### Written instruction
Find each line below that contains the word "coordinates" and copy those lines in full. The match must be case-sensitive.

### Raw data
╔══
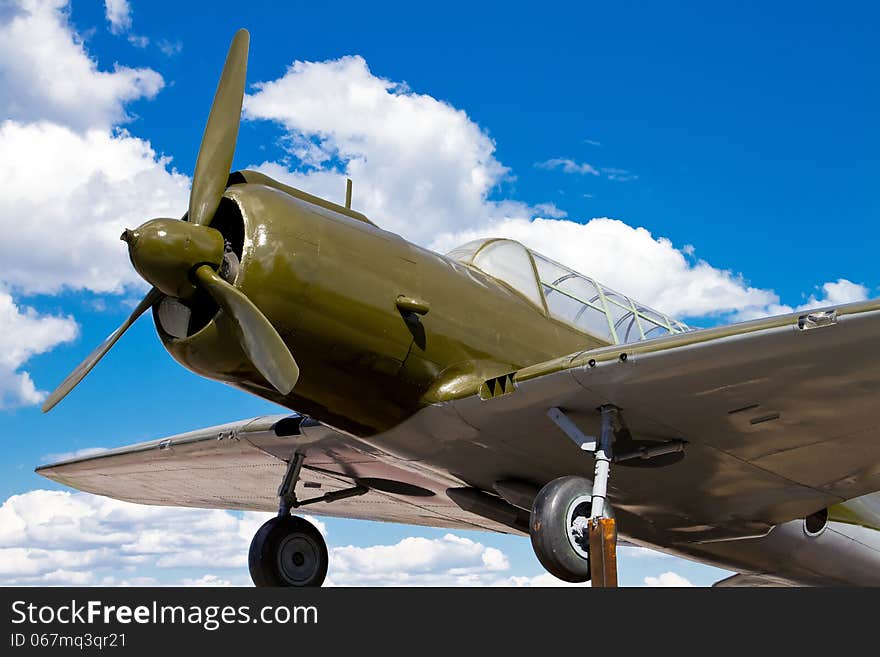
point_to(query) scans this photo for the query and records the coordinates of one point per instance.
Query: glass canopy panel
(510, 262)
(600, 308)
(570, 297)
(466, 252)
╚══
### Result
point_to(query) scans this photo for the query and records the coordinates of one point per instance.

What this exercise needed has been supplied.